**Exercise description**
Each line below with the string "interior" should be copied.

**Referring expression pointing data**
------
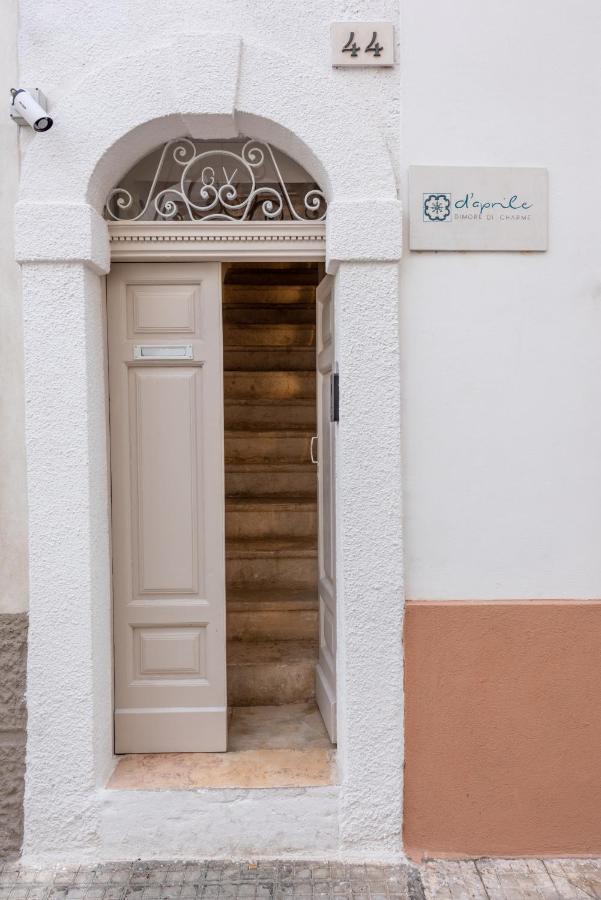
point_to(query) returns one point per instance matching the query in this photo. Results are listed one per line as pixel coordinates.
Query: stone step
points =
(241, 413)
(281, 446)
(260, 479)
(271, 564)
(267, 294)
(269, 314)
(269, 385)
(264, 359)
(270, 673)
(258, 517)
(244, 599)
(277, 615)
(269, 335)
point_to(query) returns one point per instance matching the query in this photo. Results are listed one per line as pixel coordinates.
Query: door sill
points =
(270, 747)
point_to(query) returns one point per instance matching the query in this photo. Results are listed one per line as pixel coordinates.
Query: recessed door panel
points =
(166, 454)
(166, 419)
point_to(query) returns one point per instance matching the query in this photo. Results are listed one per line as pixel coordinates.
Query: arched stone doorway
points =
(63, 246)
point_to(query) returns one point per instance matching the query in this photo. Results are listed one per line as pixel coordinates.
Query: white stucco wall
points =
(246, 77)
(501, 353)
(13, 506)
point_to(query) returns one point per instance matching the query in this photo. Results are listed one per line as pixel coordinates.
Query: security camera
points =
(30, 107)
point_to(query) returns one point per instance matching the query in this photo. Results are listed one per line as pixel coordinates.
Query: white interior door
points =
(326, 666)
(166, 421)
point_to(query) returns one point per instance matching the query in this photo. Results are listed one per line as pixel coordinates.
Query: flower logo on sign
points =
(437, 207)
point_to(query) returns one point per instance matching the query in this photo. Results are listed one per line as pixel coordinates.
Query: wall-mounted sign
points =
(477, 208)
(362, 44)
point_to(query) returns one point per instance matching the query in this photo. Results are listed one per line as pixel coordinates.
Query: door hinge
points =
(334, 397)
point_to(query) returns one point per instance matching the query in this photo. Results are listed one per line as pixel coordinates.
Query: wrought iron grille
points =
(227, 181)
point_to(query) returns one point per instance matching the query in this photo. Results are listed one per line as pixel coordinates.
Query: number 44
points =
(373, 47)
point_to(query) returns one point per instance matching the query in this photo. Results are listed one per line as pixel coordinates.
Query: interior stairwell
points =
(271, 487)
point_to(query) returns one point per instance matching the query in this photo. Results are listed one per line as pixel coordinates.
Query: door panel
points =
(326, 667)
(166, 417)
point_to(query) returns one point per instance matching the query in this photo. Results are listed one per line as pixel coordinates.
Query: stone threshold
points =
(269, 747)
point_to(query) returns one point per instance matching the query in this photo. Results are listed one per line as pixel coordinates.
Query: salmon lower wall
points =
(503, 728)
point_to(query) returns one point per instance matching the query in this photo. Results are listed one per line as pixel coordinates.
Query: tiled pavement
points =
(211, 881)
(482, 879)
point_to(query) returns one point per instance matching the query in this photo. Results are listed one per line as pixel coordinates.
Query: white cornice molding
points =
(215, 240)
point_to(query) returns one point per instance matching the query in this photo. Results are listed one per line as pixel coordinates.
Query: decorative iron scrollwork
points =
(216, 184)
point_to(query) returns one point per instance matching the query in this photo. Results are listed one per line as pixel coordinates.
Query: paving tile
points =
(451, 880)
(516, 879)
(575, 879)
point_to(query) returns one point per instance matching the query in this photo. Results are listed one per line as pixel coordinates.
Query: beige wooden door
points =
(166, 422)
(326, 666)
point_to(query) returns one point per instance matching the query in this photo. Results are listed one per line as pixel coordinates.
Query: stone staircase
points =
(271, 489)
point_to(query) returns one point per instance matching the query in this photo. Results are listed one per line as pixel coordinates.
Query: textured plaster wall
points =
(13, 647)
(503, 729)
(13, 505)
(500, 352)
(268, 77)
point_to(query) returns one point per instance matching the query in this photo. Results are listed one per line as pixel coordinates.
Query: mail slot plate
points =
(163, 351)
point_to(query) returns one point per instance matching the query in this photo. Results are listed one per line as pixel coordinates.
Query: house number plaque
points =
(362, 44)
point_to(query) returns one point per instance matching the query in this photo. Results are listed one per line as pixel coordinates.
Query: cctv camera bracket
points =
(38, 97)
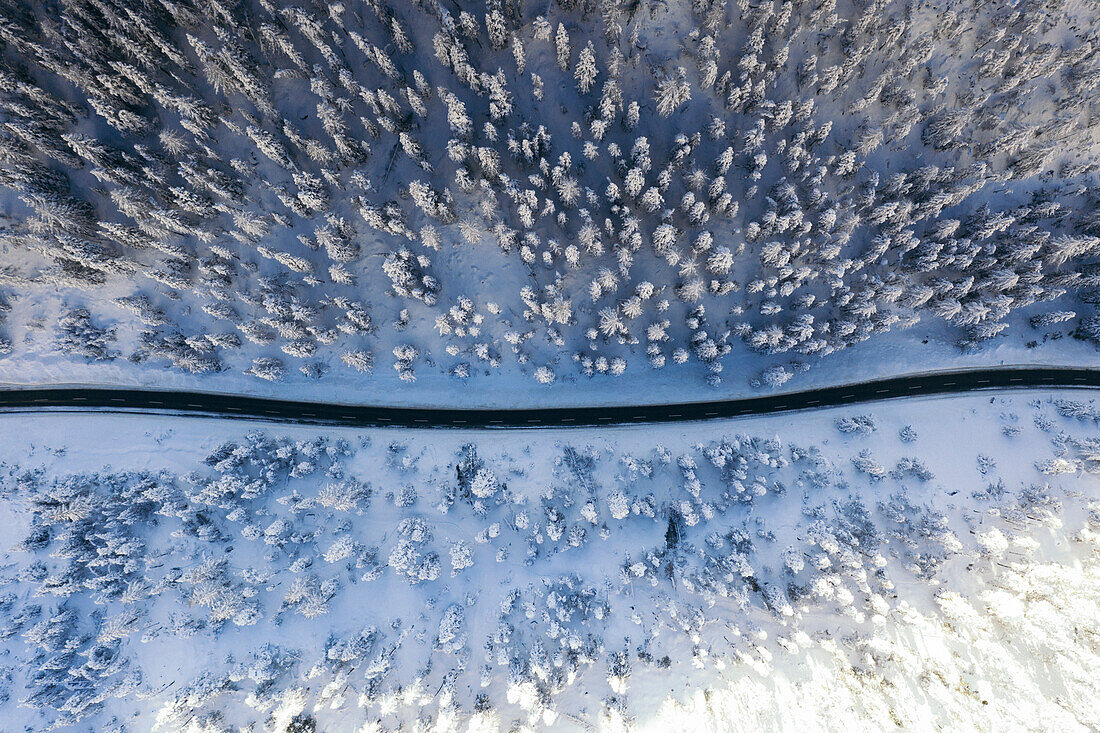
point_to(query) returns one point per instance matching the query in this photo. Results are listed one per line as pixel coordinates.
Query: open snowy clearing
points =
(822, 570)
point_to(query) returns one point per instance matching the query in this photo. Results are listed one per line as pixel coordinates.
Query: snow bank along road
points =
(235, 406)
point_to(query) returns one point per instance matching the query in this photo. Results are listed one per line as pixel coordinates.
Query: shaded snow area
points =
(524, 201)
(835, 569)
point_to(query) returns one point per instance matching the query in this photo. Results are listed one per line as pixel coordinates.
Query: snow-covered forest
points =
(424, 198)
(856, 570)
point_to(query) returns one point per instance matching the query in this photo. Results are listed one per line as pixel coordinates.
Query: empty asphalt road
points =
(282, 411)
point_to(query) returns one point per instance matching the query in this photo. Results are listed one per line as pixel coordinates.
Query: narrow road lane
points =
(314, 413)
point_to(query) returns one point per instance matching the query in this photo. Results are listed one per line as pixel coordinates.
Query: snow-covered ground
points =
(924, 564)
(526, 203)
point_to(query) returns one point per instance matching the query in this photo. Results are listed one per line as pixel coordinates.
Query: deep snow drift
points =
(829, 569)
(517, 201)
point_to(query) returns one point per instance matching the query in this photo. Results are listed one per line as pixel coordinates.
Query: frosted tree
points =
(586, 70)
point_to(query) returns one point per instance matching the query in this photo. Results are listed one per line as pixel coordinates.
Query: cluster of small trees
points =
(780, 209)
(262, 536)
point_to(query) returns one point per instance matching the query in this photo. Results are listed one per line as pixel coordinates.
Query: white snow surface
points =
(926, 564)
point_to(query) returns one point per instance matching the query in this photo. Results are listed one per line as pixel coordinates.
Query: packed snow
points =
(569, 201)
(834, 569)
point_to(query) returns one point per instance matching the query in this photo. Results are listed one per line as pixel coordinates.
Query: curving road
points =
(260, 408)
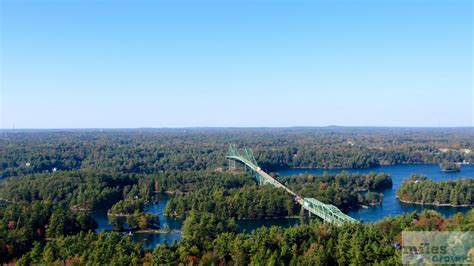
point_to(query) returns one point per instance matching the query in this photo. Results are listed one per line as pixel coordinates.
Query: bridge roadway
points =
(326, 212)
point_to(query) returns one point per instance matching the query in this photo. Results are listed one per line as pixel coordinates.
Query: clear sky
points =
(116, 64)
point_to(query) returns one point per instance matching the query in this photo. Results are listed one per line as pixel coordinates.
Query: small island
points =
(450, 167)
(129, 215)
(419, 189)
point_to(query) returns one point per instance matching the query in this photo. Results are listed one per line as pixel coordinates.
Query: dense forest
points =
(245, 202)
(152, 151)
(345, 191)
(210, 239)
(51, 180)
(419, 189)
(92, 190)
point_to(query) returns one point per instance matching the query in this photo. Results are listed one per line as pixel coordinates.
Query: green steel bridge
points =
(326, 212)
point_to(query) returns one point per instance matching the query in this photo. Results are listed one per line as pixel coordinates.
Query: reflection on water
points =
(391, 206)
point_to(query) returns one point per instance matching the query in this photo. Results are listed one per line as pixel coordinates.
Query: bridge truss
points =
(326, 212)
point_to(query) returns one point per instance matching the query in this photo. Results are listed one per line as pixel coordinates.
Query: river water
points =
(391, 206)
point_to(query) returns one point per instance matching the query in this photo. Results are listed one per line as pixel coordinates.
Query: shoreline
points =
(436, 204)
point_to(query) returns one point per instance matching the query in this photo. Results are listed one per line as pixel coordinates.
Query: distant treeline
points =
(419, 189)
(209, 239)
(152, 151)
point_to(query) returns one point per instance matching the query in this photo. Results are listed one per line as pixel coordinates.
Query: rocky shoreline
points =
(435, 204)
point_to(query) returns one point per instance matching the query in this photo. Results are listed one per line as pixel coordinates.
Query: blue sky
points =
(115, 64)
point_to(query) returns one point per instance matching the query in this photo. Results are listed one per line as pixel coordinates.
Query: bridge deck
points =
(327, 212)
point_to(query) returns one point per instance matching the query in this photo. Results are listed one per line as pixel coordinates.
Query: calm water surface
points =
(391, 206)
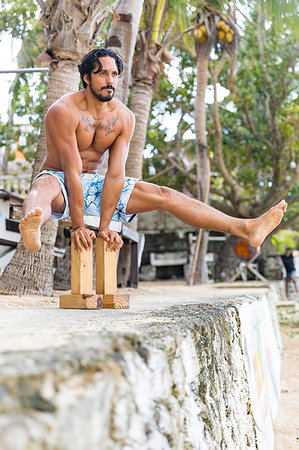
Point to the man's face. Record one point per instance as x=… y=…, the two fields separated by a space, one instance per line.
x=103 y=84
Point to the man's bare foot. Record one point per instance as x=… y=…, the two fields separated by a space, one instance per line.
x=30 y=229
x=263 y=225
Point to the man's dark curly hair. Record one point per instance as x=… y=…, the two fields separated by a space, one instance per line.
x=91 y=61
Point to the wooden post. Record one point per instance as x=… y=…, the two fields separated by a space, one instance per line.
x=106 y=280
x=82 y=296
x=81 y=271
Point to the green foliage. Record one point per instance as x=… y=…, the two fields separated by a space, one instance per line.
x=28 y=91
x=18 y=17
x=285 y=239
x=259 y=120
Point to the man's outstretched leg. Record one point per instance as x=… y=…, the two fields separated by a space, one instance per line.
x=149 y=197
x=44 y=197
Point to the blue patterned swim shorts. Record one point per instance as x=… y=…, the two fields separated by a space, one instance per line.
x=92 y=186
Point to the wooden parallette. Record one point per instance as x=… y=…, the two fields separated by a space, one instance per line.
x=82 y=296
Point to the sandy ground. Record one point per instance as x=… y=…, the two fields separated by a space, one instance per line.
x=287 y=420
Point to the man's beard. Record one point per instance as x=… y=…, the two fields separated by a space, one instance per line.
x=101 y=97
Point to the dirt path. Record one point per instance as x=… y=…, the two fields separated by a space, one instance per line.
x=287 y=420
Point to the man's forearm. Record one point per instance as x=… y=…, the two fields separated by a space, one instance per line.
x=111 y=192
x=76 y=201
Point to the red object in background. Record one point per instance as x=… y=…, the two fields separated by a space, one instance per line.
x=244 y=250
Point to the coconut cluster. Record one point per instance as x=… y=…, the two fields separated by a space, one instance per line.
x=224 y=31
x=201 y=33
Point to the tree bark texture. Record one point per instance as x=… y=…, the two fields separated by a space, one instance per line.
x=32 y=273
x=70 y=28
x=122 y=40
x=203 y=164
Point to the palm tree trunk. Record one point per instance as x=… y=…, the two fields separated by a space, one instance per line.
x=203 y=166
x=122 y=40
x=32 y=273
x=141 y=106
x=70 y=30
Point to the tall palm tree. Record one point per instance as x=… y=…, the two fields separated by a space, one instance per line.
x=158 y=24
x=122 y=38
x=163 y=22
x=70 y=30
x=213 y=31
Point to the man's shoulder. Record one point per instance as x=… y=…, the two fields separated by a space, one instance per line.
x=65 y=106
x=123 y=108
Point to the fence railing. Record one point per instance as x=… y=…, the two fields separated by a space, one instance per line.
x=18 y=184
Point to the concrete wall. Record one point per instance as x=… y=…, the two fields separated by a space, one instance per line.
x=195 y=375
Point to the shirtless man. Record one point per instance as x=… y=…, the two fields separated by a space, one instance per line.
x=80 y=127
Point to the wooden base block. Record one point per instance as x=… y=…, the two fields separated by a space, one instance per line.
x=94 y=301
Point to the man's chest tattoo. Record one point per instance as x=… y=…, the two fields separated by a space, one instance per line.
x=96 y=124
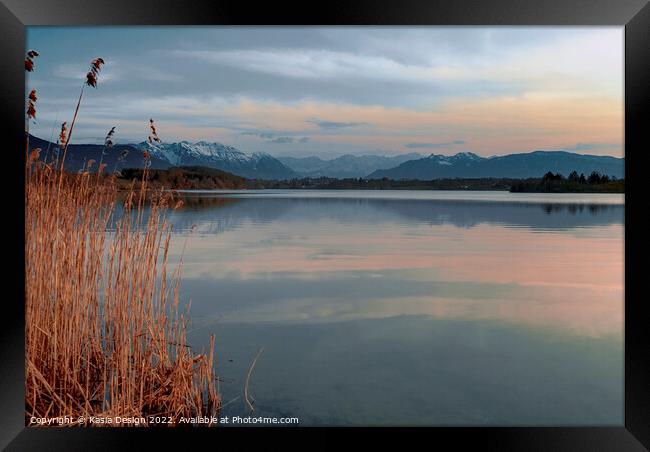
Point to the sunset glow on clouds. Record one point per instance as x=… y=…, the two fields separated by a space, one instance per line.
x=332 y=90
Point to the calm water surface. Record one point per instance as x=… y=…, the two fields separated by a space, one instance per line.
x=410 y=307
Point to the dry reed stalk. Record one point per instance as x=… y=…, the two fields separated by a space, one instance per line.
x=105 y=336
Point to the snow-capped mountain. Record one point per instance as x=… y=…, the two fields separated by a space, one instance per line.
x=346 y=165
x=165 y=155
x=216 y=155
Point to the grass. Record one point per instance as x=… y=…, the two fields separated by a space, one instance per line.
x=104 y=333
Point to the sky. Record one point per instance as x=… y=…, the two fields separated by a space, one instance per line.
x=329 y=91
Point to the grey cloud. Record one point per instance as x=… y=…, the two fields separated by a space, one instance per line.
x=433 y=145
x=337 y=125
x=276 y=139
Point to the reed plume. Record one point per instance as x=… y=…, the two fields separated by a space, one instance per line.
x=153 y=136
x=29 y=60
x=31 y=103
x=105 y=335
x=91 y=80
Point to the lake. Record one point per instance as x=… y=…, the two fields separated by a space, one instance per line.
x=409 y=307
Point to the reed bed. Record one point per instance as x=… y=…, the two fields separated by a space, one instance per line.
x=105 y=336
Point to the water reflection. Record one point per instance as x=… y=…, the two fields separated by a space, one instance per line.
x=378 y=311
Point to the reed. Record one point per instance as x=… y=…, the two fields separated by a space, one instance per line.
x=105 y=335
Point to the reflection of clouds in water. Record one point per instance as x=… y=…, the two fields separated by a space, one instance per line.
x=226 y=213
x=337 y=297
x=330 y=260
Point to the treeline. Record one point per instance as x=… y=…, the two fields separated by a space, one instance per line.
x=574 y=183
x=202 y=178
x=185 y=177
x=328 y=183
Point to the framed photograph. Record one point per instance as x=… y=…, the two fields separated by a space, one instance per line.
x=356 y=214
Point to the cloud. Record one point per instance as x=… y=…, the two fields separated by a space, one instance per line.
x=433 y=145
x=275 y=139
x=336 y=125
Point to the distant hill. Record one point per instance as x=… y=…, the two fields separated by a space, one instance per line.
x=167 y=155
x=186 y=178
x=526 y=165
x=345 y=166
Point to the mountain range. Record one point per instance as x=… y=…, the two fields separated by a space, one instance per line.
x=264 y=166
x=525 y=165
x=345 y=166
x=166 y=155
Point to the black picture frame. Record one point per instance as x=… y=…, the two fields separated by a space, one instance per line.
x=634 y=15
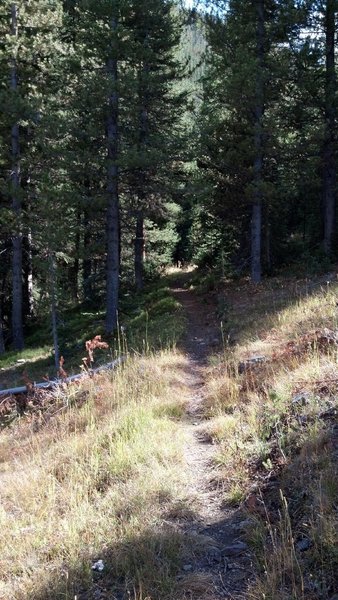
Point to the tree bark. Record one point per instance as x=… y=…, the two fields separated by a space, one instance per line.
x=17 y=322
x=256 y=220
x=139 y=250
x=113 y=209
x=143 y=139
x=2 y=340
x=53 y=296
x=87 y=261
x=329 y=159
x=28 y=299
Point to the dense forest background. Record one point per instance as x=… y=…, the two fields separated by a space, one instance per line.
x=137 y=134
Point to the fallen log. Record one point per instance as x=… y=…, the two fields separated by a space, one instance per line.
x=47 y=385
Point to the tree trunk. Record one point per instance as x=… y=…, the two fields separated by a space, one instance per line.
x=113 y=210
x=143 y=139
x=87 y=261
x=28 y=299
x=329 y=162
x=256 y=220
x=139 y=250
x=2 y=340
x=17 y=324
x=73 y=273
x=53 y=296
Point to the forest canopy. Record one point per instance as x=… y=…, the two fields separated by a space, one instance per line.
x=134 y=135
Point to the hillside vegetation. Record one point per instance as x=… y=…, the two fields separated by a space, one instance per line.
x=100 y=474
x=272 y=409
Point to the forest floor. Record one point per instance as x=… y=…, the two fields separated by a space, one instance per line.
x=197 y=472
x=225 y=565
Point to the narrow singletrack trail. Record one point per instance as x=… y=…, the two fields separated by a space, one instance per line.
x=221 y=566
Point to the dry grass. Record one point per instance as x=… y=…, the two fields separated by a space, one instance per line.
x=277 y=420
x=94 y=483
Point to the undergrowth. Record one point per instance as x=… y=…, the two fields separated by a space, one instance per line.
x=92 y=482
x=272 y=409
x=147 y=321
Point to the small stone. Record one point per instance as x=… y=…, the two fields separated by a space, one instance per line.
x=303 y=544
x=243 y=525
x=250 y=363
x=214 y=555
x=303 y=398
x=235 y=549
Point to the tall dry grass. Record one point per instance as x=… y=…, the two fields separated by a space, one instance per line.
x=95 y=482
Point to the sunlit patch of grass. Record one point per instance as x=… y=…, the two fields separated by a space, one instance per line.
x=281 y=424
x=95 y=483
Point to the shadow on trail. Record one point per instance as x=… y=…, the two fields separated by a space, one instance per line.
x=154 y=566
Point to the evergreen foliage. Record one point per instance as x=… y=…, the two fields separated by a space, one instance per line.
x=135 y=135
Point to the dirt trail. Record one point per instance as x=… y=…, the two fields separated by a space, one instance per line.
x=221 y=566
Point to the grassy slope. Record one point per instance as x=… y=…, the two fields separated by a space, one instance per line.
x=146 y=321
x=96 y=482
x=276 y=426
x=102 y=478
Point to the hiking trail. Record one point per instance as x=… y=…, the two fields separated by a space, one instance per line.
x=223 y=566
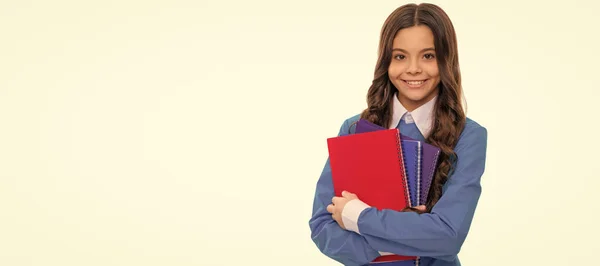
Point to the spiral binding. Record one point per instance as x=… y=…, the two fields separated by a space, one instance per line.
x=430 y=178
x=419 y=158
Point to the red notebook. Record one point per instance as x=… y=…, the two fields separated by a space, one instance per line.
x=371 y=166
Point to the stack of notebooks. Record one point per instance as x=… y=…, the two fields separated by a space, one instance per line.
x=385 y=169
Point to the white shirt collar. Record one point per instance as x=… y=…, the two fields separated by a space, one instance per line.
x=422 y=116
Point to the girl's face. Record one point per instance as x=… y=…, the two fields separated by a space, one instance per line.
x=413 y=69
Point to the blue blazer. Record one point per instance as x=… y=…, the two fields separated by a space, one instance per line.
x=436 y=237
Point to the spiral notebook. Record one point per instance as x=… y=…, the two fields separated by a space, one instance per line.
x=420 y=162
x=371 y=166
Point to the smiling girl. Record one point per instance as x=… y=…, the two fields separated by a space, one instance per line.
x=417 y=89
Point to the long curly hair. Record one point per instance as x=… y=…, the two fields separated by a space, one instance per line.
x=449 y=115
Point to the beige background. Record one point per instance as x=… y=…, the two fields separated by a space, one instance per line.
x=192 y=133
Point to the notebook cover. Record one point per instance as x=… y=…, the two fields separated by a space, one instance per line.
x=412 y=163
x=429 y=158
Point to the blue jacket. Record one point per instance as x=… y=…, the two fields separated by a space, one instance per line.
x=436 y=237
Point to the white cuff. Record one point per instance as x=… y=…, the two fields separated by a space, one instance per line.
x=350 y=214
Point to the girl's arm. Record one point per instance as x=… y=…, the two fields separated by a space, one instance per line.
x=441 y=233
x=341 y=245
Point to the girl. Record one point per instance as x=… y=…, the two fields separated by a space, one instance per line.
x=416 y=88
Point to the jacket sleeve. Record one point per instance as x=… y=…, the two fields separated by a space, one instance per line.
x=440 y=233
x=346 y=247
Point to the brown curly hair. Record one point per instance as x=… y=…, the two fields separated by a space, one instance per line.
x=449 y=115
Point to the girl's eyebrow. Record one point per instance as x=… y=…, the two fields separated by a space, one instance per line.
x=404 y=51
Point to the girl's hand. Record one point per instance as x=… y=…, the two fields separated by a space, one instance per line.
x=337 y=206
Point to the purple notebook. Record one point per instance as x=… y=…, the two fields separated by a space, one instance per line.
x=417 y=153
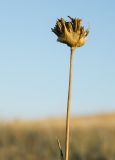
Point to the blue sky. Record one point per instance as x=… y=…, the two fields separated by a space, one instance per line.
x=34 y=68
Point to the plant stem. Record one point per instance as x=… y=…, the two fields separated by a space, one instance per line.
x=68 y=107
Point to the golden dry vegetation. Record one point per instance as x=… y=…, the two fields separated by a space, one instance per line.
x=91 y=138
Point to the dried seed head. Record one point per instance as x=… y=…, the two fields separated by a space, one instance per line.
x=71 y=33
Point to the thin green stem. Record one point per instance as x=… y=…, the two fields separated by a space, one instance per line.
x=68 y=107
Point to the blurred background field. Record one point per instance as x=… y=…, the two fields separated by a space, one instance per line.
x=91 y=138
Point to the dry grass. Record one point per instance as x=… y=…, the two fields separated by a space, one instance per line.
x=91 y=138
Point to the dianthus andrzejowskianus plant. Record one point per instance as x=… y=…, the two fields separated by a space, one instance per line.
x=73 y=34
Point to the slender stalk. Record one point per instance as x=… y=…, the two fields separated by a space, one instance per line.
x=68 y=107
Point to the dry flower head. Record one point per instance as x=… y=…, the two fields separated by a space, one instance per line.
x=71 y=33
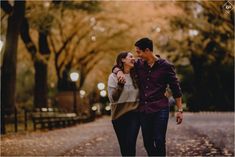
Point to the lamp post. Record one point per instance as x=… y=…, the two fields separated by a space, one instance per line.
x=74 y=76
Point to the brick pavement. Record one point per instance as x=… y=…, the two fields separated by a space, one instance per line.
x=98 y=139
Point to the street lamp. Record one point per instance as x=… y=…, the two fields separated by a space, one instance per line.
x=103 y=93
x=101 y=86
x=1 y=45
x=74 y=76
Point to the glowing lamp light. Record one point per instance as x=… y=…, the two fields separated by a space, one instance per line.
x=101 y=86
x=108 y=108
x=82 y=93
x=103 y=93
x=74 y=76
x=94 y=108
------
**Solution to this exercise**
Query: white interior door
Query: interior stairwell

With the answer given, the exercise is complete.